#### Supplied passage:
>>>>>

Iranism in time

A review of “The Idea of Iran: An Essay on Its Origin”, by Gherardo Gnoli. (Roma, Italia: Istituto Italiano Per Il Medio Ed Estremo Oriente, 1989.)

This is a major study that explores the ethno-religious and political conception of Iran, more accurately Aryan-ness, among the early inhabitants of what is historically known as Media, Persia, and the Hindukush regions from the early and mid first millennium B.C. up until the formation of the Sassanian empire in the early third century A.D. and its eventual fall in the mid seventh century.

Gnoli's opening chapter, “The Aryans in Western Iran,” deals with the historicity of the notion of Aryan-ness among the peoples of the two ancient Median and Achaemenian empires. He first clarifies that a political concept of Aryan-ness never existed during this period of Iranian history. Hence, the idea of an “Empire of the Aryans” during this era is misconceived. Yet, there existed an Aryan awareness in the mind of the Persian or the Mede for that matter.

<<<<<

#### Data shown:
>>>>>

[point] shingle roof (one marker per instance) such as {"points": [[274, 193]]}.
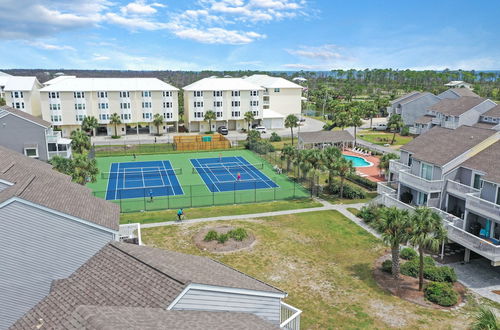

<<<<<

#### Tasks to complete:
1 - Write out, word for word, everything in the Gnoli book review from "Iranism in time" down to "Estremo Oriente, 1989.)".
2 - Pick up the Gnoli book review from its last sentence and carry it on.
The listing above has nothing to do with the Gnoli book review.

#### Outputs in order:
1 -
Iranism in time

A review of “The Idea of Iran: An Essay on Its Origin”, by Gherardo Gnoli. (Roma, Italia: Istituto Italiano Per Il Medio Ed Estremo Oriente, 1989.)

2 -
To the latter, arya was an ethno-religious term; to the former in a similar fashion it referred to three socio-historical factors: (1) the royal lineage of the Achaemenian kings, (2) the greater language family to which the Old Persian belonged, and (3) the worshippers of Ahuramazda — the great god that was worshipped by other arya peoples that lived beyond the imperial borders.

Thus, Gnoli summarizes the notion of Aryan-ness in his use of the German term “Gesamtvolk,” which denotes “total-nation” — pointing to the fact that there was an awareness, among the Medes and Persians, of the existence of a larger unit of people (greater than their own national populace) with which they could identify.

In his second chapter, titled “The Avestan Aryans,” Gnoli addresses the question that is unavoidably raised by the end of the first chapter, namely, why arya had an ethnic significance among the Medes and Persians, but also among other peoples that lived on the Iranian plateau. To answer this question, he defines the Younger Avestan term airya as people who identified themselves with the reformist teachings of Zarathustra and who spoke one of the Indo-Iranian languages.

These people lived in an area that stretched from the Hindukush regions down to the area that during the Achaemenian period was called Drangiana and Arachosia, to the west of the Indus and to the east of Iranian Sistan. In addition, it is possible to state with some measure of certainty that the majority of these people had Indo-Iranian origin. Living in no centralized imperial state, however, these Avestan Airyas were only one among the diverse peoples, Indo-European or otherwise, that populated the same geographical area side by side.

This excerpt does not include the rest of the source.